EXCERPT PROVIDED:
Austria in shock over doctor’s suicide following anti-vax abuse

Austrians expressed shock and anger this week over the suicide of doctor who had been the target of a torrent of abuse and threats from anti-vaccination protesters.

Austria in shock over doctor's suicide following anti-vax abuse

The bells of Vienna’s St. Stephen’s Cathedral rang out in memory of Lisa-Maria Kellermayr on Monday, and hundreds of people held a candle vigil outside, after the 36-year-old doctor was found dead at her practice on July 29.

She had long been the target of death threats because of her criticism of the widespread anti-lockdown protests of 2021.

An autopsy later confirmed that Kellermayr had taken her own life.

Austria has found itself deeply polarised over coronavirus restrictions and in particular a government policy –subsequently dropped — of making vaccination against the coronavirus compulsory.

SUPPLIED INFORMATION:
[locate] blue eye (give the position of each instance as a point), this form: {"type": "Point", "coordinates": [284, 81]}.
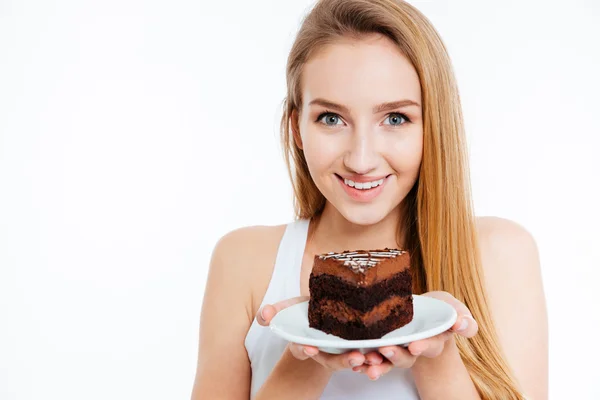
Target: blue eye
{"type": "Point", "coordinates": [397, 119]}
{"type": "Point", "coordinates": [331, 117]}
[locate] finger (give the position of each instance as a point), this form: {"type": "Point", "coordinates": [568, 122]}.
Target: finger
{"type": "Point", "coordinates": [430, 347]}
{"type": "Point", "coordinates": [338, 362]}
{"type": "Point", "coordinates": [266, 313]}
{"type": "Point", "coordinates": [398, 356]}
{"type": "Point", "coordinates": [302, 352]}
{"type": "Point", "coordinates": [466, 326]}
{"type": "Point", "coordinates": [373, 358]}
{"type": "Point", "coordinates": [375, 372]}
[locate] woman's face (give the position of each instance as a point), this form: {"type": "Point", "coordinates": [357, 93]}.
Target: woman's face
{"type": "Point", "coordinates": [361, 126]}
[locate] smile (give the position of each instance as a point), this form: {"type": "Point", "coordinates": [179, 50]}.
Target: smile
{"type": "Point", "coordinates": [363, 192]}
{"type": "Point", "coordinates": [363, 185]}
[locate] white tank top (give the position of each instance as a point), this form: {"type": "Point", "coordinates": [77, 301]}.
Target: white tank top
{"type": "Point", "coordinates": [265, 348]}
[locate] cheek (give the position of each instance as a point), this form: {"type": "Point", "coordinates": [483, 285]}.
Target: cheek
{"type": "Point", "coordinates": [406, 156]}
{"type": "Point", "coordinates": [319, 152]}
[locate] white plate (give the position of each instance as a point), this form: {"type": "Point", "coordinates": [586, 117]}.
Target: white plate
{"type": "Point", "coordinates": [431, 317]}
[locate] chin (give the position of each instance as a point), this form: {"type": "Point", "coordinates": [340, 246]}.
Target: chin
{"type": "Point", "coordinates": [364, 214]}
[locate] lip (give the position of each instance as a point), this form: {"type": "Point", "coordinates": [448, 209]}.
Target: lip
{"type": "Point", "coordinates": [362, 178]}
{"type": "Point", "coordinates": [362, 195]}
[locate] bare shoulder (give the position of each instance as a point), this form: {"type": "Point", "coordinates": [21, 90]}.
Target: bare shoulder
{"type": "Point", "coordinates": [517, 303]}
{"type": "Point", "coordinates": [247, 254]}
{"type": "Point", "coordinates": [241, 261]}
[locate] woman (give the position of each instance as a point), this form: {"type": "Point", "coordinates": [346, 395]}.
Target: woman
{"type": "Point", "coordinates": [372, 97]}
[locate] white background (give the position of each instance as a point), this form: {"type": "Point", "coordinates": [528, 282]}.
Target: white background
{"type": "Point", "coordinates": [133, 134]}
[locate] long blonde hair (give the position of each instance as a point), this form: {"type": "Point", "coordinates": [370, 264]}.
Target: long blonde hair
{"type": "Point", "coordinates": [438, 220]}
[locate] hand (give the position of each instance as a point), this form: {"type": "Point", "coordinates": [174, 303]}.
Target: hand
{"type": "Point", "coordinates": [334, 362]}
{"type": "Point", "coordinates": [397, 356]}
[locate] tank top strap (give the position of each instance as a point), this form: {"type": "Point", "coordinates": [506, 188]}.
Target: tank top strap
{"type": "Point", "coordinates": [290, 255]}
{"type": "Point", "coordinates": [285, 278]}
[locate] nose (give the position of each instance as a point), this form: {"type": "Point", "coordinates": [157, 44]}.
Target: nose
{"type": "Point", "coordinates": [361, 156]}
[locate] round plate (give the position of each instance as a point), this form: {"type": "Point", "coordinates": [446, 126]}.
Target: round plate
{"type": "Point", "coordinates": [431, 317]}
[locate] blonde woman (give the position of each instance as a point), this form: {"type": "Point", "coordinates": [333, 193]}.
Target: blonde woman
{"type": "Point", "coordinates": [373, 136]}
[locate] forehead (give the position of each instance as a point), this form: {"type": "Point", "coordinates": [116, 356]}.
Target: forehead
{"type": "Point", "coordinates": [360, 73]}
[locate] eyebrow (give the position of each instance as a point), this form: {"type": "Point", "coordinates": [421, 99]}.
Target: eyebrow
{"type": "Point", "coordinates": [377, 109]}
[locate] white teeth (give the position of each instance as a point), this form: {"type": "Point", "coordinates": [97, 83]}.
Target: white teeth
{"type": "Point", "coordinates": [363, 185]}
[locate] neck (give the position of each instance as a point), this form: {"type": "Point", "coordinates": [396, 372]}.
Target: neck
{"type": "Point", "coordinates": [330, 231]}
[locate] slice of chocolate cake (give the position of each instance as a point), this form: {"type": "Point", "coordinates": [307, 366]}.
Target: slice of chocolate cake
{"type": "Point", "coordinates": [360, 294]}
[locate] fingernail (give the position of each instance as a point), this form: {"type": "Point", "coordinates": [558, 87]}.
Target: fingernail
{"type": "Point", "coordinates": [307, 352]}
{"type": "Point", "coordinates": [463, 324]}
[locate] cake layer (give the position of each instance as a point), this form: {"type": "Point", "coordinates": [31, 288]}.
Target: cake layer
{"type": "Point", "coordinates": [359, 297]}
{"type": "Point", "coordinates": [362, 267]}
{"type": "Point", "coordinates": [357, 330]}
{"type": "Point", "coordinates": [344, 313]}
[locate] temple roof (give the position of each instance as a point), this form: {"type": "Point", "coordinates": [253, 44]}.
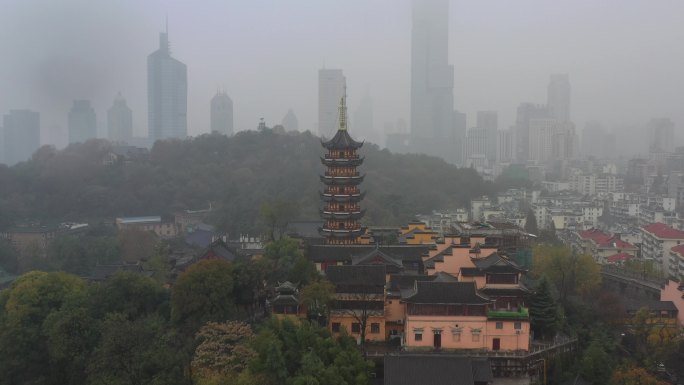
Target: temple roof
{"type": "Point", "coordinates": [434, 292]}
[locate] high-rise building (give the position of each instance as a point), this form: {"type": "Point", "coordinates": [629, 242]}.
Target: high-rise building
{"type": "Point", "coordinates": [661, 135]}
{"type": "Point", "coordinates": [21, 135]}
{"type": "Point", "coordinates": [167, 94]}
{"type": "Point", "coordinates": [290, 121]}
{"type": "Point", "coordinates": [221, 112]}
{"type": "Point", "coordinates": [526, 112]}
{"type": "Point", "coordinates": [331, 89]}
{"type": "Point", "coordinates": [432, 78]}
{"type": "Point", "coordinates": [82, 122]}
{"type": "Point", "coordinates": [505, 146]}
{"type": "Point", "coordinates": [592, 140]}
{"type": "Point", "coordinates": [120, 121]}
{"type": "Point", "coordinates": [558, 97]}
{"type": "Point", "coordinates": [488, 121]}
{"type": "Point", "coordinates": [363, 121]}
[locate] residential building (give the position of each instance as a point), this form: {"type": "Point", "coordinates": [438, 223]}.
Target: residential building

WORK INSTRUCTION 1:
Please transcribe the article on the Austrian doctor's suicide between "Austria in shock over doctor’s" and "the coronavirus compulsory.", inclusive.
WORK INSTRUCTION 2:
Write the next part of the article on the Austrian doctor's suicide, picking up after its final sentence.

EXERCISE OUTPUT 1:
Austria in shock over doctor’s suicide following anti-vax abuse

Austrians expressed shock and anger this week over the suicide of doctor who had been the target of a torrent of abuse and threats from anti-vaccination protesters.

Austria in shock over doctor's suicide following anti-vax abuse

The bells of Vienna’s St. Stephen’s Cathedral rang out in memory of Lisa-Maria Kellermayr on Monday, and hundreds of people held a candle vigil outside, after the 36-year-old doctor was found dead at her practice on July 29.

She had long been the target of death threats because of her criticism of the widespread anti-lockdown protests of 2021.

An autopsy later confirmed that Kellermayr had taken her own life.

Austria has found itself deeply polarised over coronavirus restrictions and in particular a government policy –subsequently dropped — of making vaccination against the coronavirus compulsory.

EXERCISE OUTPUT 2:
Kellermayr — whose practice was in the region of Upper Austria where immunisation rates are particularly low — had frequently complained of the menace.

“For more than seven months, we have been receiving… death threats from those opposed to coronavirus measures and vaccinations,” she wrote at the time, sharing a message from one internet user who said they would pose as a patient in order to attack her and her staff.

She described how she had “invested more than 100,000 euros” ($102,000) in measures to ensure her patients’ safety and was on the brink of bankruptcy.

Then, at the end of June, Kellermayr announced on her professional website that she would not be seeing patients until further notice.

Daniel Landau, who organised a memorial vigil for her in Vienna, said that Kellermayr had become a virtual recluse for several weeks. “She didn’t dare to leave” her office, Landau told AFP.

Fanning the aggression

On Saturday, the head of Austria’s doctors’ association, Johannes Steinhart, said that while aggressive behaviour towards medical staff was not new, it had been “fired up and noticeably aggravated” by the debate over Covid-19 and vaccines.

The police, who had previously suggested Kellermayr was exploiting the situation for attention, insist they did everything to protect her. The local prosecutor’s office also rejected suggestions it could have done more.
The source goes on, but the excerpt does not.